### Material supplied
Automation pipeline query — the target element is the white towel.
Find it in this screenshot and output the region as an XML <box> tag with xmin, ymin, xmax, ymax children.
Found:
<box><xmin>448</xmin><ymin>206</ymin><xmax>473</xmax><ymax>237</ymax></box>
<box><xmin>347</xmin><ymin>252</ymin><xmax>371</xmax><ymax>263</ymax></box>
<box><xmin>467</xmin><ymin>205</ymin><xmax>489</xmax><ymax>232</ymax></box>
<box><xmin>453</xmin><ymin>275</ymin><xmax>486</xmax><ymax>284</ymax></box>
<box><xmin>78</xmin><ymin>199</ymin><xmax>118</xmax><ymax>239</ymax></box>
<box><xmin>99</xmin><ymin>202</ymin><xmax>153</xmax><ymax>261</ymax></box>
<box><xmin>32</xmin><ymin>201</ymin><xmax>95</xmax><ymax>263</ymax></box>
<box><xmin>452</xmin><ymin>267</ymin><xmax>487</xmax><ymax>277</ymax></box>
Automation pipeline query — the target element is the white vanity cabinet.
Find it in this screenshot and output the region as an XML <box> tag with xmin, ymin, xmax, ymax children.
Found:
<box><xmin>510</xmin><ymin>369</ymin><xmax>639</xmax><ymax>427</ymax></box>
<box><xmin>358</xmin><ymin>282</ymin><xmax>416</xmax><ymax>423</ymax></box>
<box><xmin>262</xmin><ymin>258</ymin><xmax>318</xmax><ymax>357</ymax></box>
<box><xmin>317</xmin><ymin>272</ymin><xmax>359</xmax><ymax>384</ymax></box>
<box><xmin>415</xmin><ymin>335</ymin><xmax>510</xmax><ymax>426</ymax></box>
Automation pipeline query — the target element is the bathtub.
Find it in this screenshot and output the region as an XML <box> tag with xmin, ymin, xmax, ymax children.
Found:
---
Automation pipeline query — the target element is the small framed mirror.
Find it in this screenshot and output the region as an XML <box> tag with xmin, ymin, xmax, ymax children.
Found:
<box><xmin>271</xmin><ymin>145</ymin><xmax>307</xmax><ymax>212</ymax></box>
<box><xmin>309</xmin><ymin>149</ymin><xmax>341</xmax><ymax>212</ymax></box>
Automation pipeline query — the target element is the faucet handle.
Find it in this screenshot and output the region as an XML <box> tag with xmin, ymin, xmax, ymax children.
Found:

### Directions
Look over the listing and return each line that holds "pipeline".

### Response area
Automation pipeline query — the target element is the white towel.
Automation pipeline query — the target element is the white vanity cabinet.
Automation pipeline query — the target element is the bathtub.
Automation pipeline query — the target element is the small framed mirror.
Automation pipeline query — the target element is the faucet handle.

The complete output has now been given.